## What is expected
The lines wanted are those in the data below that include "shoelace".

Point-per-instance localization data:
Segment Open

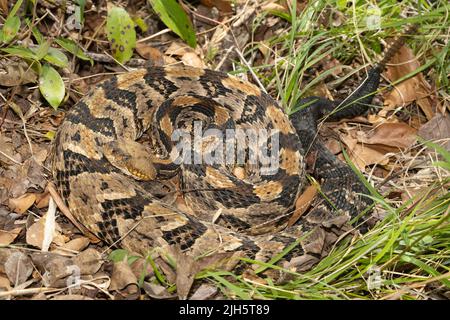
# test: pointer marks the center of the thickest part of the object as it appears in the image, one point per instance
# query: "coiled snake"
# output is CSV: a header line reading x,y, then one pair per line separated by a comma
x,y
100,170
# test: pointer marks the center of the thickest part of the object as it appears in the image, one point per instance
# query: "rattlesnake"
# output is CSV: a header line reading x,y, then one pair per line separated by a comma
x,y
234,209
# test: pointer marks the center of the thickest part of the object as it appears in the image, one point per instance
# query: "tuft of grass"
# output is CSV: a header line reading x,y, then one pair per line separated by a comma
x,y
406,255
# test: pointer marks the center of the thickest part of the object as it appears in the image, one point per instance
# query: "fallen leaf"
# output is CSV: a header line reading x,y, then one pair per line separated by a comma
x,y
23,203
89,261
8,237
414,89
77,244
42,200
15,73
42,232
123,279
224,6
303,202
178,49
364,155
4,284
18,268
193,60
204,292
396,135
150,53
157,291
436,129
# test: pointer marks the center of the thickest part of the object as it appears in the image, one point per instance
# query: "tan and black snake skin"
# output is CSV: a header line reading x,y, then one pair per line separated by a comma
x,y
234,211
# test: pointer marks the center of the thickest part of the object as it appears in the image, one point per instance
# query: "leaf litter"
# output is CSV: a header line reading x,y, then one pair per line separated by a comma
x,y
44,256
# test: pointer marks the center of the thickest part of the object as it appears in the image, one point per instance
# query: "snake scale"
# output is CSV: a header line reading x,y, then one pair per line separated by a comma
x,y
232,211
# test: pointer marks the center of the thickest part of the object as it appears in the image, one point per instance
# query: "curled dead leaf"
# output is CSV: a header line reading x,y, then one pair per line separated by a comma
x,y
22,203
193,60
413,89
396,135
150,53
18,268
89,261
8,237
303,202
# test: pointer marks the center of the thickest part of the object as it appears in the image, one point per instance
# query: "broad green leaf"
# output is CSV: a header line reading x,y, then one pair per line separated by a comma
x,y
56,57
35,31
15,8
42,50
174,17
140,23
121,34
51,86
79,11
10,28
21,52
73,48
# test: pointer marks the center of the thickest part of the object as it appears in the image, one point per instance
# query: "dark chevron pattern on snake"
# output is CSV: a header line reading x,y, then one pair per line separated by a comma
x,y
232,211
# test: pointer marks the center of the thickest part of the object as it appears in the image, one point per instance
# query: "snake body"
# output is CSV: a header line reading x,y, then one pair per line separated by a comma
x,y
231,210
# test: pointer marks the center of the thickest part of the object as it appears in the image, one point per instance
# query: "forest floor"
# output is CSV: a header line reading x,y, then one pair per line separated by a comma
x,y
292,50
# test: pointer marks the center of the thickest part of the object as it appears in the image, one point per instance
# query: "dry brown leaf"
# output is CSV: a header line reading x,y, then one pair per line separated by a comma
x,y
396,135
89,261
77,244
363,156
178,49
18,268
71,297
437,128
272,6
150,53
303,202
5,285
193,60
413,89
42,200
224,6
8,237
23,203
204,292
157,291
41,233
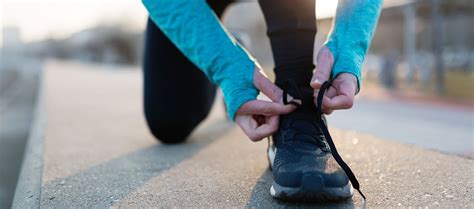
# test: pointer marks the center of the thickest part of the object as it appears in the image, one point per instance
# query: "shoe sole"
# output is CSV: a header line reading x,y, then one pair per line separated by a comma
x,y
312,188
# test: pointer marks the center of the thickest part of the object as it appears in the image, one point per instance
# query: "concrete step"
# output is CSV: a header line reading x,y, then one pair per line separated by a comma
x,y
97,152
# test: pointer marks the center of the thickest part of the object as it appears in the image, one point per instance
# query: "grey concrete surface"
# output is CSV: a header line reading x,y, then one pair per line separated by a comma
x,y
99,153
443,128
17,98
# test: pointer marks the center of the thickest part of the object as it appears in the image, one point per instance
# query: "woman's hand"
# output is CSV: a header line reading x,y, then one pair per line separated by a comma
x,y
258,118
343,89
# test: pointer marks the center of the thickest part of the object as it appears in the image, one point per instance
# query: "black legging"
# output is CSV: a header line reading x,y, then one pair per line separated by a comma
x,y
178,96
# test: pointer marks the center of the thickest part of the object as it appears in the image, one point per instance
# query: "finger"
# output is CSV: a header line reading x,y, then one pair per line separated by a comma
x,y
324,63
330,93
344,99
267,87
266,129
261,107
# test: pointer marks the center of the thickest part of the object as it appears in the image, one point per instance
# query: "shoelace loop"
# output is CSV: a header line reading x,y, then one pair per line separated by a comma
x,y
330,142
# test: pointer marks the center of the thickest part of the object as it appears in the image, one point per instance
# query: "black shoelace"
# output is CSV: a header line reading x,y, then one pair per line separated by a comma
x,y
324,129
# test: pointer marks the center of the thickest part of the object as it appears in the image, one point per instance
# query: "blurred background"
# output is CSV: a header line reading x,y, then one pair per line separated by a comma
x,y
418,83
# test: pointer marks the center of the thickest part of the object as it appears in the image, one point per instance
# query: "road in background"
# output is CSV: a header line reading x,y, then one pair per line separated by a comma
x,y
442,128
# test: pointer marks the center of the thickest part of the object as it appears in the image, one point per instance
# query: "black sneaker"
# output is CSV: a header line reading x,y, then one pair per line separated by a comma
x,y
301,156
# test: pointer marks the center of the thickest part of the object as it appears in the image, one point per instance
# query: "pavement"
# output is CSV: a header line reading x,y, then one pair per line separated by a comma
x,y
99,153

Segment Closed
Segment Open

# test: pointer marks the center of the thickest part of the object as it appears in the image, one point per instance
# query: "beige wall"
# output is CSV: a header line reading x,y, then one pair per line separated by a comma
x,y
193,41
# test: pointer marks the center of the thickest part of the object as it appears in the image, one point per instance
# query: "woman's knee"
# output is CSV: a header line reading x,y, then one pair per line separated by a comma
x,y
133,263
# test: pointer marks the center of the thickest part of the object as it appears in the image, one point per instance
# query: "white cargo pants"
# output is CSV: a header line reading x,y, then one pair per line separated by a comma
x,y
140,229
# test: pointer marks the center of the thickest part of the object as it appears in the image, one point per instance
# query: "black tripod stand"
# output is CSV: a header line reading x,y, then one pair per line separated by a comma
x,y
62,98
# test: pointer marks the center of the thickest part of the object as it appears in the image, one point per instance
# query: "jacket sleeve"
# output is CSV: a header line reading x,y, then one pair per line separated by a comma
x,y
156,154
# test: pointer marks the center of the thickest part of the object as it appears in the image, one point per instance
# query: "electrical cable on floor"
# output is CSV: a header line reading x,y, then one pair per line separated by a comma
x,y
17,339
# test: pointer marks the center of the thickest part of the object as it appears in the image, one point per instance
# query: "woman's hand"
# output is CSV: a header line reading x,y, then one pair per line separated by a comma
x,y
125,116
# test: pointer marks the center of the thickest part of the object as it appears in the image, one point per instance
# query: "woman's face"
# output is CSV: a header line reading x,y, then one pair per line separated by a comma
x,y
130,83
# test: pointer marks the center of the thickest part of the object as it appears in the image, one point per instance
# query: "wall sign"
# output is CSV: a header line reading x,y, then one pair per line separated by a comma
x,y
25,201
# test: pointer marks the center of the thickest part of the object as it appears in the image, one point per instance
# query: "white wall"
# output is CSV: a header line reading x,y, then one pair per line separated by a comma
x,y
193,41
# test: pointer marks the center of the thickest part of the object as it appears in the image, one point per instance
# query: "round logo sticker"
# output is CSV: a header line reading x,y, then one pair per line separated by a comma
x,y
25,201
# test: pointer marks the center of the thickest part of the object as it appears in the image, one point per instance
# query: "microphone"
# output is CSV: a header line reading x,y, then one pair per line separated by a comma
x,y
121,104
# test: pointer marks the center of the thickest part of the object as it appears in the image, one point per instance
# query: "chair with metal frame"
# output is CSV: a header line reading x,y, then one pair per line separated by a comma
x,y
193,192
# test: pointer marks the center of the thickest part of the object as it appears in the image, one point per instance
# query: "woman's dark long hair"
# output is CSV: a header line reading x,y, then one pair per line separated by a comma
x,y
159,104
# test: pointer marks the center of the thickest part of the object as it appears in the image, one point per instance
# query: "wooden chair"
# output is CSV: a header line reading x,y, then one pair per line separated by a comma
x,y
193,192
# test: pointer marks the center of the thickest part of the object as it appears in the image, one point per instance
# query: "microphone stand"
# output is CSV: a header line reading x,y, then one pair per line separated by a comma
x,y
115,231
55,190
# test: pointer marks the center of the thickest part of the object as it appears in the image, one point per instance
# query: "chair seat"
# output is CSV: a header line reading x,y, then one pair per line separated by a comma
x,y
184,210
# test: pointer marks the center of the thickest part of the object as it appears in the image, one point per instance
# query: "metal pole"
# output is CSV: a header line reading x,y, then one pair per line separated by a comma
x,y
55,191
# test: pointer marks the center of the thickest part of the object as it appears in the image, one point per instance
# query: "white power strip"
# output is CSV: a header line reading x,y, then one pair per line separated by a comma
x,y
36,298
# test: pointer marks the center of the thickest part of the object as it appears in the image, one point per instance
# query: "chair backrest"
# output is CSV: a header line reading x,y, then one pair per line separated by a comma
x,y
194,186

Segment Closed

## Your response
# query: "shoelace loop"
# query: "black shoelace"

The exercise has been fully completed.